### Excerpt to read
»»

# Best Tank Temp



## pack-rat (Aug 2, 2010)

I have a very basic question that I wanted to get opinions on. What is the best or optimum tank temperature for Malawi mbuna?

The profile pages all show 78 to 82F for the fish that I have (labs, acei, maingano, socolofi), while other aquarium sites I have visited show a wider range of 72 to 82F. I read an article in the forum library and it quoted a range of 76 to 79F. I suppose I could shoot for 78 to 79F and be inside each of these ranges, but I wanted to see of others have input or opinions on this.

I saw a thread a couple of months ago that implied that higher temps, within the acceptable range, were more conducive to spawning, and this is one reason that I am working the issue (I have not had any spawns over the winter and wonder if my tank temp is too low for it).

Thanks for input.


----------



## xxbenjamminxx (Jan 22, 2011)

Well from what I read the Malawi lake can reach temps down to around the 72-73 range but the most common temp I have found is always around the 78 mark.

I have had mine holding steady around 77-78 on digital thermometer and have 3 Demansoni's holding right now. As others have posted I have been feeding frozen brine shrimp about once a month and been doing frequent large water changes to simulate the rainy seasons which is supposibly the time that the spawn goes on. About the brine shrimp I have read that it is the added protein to the diet that stimlulates it and literally after a few hours of the brine shrimp feed I had noticed the other 2 holding. Prob a coincidence, but it seems to be working for me and is just my 2 cents.


----------



## John27 (Jun 6, 2010)

I have alot of success with keeping them at 78F, others insist on temps closer to 76F. I wouldn't go higher than 78, much warmer and your going to get alot of aggression. Mine breed quite often at 78, and aren't too horribly aggressive. The main thing is keeping it constant! Like most things in fishkeeping, consistency can often outweigh less than idea figures.


----------



## DJRansome (Oct 29, 2005)

I shoot for 78 and when checking temps on my tanks I see anything from 78 to 80.


----------



## NewNoise21 (Feb 14, 2011)

I keep my 110g at 79 but warm water definitely increases breeding and aggression. I'll unplug it for a few hours and let it get to 75 and that calms them down.


----------



## dielikemoviestars (Oct 23, 2007)

««

(Data extracted from a collection)
»»

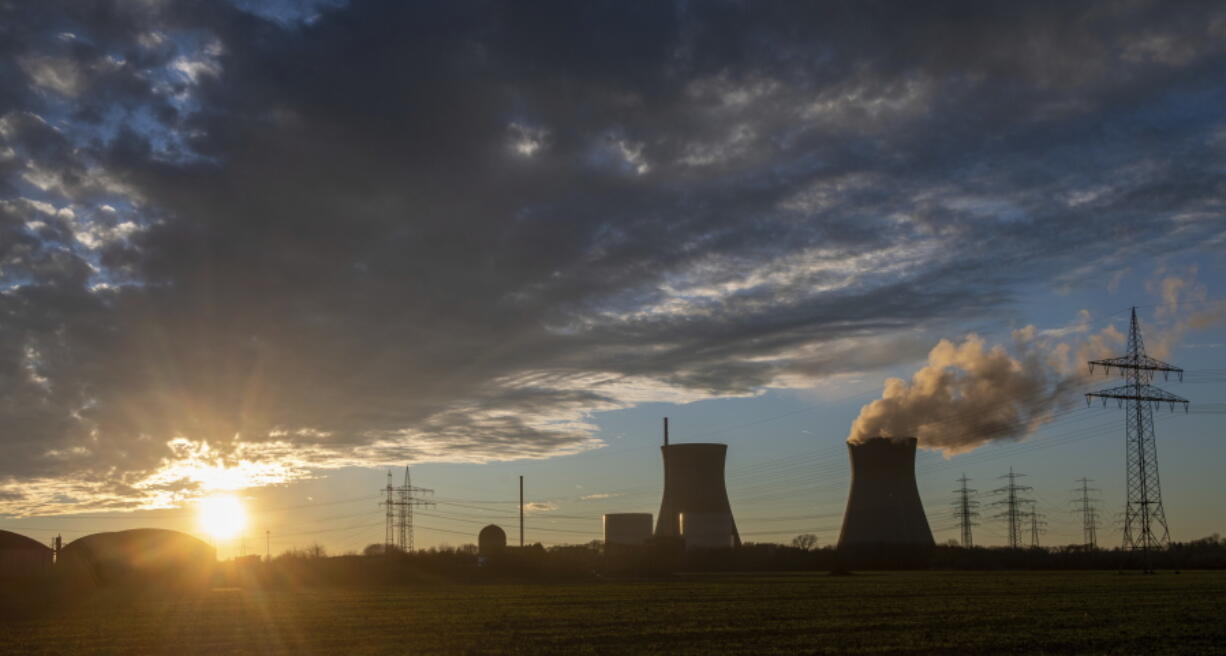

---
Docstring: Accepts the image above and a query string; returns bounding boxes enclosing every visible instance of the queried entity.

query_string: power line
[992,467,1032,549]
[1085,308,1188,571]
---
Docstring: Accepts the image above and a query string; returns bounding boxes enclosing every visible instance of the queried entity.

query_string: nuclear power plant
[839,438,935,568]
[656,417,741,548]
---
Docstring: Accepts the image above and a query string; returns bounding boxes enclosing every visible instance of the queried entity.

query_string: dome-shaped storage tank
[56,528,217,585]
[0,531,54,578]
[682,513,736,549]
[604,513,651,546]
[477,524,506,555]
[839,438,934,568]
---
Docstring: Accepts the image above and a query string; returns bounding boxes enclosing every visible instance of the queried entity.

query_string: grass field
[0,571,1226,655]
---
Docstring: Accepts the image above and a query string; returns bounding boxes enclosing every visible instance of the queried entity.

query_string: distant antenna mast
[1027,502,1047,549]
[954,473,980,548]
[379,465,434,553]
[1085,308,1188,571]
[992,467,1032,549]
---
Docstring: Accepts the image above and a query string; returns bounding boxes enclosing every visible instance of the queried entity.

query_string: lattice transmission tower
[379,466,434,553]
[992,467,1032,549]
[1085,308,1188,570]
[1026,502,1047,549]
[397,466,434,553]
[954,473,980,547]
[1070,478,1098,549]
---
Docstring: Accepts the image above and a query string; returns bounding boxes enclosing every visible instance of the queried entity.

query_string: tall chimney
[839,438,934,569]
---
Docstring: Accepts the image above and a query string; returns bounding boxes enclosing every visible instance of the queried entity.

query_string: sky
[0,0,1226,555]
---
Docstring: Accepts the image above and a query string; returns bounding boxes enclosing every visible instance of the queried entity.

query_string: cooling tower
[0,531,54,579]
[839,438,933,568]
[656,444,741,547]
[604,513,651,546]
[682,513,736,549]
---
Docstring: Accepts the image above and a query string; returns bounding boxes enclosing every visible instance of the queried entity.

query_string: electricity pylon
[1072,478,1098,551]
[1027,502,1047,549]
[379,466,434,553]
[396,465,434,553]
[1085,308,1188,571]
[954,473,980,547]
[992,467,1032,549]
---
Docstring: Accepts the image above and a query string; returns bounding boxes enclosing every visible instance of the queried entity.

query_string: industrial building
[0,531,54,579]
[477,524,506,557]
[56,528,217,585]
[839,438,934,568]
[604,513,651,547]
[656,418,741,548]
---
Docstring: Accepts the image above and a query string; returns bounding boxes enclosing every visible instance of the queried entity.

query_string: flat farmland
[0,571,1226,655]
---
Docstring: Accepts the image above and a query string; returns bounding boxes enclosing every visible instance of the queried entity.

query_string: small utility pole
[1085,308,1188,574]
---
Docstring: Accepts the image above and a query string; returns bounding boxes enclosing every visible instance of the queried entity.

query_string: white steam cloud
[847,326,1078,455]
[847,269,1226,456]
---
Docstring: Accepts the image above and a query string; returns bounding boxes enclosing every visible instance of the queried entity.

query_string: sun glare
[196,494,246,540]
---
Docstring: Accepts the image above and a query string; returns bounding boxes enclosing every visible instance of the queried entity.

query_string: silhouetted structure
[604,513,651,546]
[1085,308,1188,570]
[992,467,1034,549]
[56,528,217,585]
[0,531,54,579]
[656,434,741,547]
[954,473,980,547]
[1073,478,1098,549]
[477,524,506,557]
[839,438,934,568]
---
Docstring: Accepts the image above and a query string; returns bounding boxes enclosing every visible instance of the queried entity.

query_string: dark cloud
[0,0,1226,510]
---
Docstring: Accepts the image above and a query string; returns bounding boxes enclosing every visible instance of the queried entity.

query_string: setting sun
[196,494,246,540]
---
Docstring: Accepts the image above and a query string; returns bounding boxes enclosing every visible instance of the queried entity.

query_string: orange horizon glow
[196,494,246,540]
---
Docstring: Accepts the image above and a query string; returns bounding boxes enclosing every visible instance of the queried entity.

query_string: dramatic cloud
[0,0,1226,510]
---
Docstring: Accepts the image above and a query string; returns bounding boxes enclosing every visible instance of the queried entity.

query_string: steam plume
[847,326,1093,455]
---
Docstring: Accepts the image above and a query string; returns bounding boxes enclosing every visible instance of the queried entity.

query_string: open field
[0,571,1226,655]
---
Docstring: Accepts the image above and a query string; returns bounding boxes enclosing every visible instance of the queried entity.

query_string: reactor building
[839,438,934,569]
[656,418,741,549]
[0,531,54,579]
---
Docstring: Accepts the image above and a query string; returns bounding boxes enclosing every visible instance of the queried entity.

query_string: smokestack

««

Write what follows in the forum thread on tank temperature for Malawi mbuna, continuing from the point where it stops.

### Final answer
I keep my juvies ~80-82. I know, warm, but I've never had problems with it. At 3-4" I usually turn it down to 76-78 to keep them from going crazy.


----------



## greggb (Feb 4, 2010)

I once had a tank get up to 96 degrees after a heater malfunctioned and jammed constantly on. I noticed the fish were acting kind of funny (1/2" fry). When I reached into the tank the water felt almost as warm as my body temperature... I was amazed that the fish were still alive.

Anyhow, I'm guessing it had been like that for over a day. The tank was aerated well so the oxygen level evidently stayed sufficient.

I know someone who keeps their tanks at 82 degrees because it prevents ick. After having a run-in with ick a while back I'd consider doing that, as long as it didn't make the fish too aggressive.

I don't know if higher temperatues can shorten their life spans, but I'd lean towards the higher end as long as it doesn't make them too aggressive.


----------



## RRasco (Aug 31, 2006)

I don't use heaters. I keep the thermostat in my house at 71-72* and the temperature on my tanks usually sits around 78*. I'm guessing the extra heat comes from pumps, lights, etc. My fish breed often and everyone seems generally happy. This is in my 110g peacock/hap as well as my 55g mbuna.


----------



## 60gallon (Dec 14, 2010)

I keep my tanks at 79Ã‚Â°.


----------



## [email protected] 70 (Feb 28, 2011)

Czech republic je 26-28C


----------



## Cromak (Dec 29, 2010)

78 here one yellow lab holding and one red zebra holding, which actually spit today.. Those little fry are fast.. Some seem to be hiding, im sure they won't survive but i'm not pulling them.. Letting nature takes it course.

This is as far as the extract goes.